#### Assigned task
This exercise calls for an exact copy of the listing, with no pictures kept.

#### Listed entries
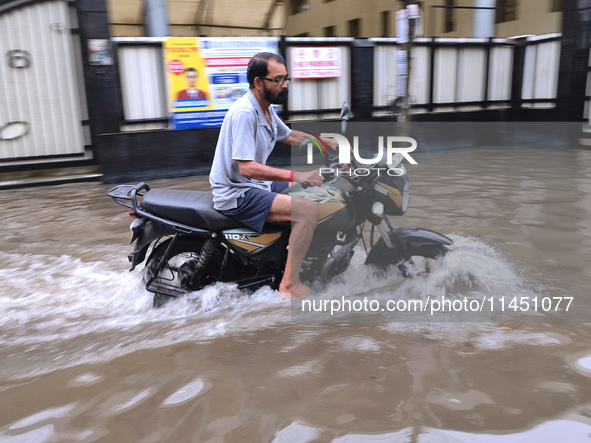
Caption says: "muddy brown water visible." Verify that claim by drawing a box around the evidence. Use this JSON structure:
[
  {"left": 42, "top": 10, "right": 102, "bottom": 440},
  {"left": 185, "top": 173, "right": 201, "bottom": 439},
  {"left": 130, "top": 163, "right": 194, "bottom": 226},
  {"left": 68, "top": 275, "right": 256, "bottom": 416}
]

#### Solution
Caption says: "muddy brown water visible." Verify that claim by drawing a box around the evidence. Use this JSON structure:
[
  {"left": 42, "top": 10, "right": 102, "bottom": 440},
  {"left": 185, "top": 173, "right": 201, "bottom": 439},
  {"left": 130, "top": 163, "right": 194, "bottom": 226},
  {"left": 68, "top": 275, "right": 256, "bottom": 416}
]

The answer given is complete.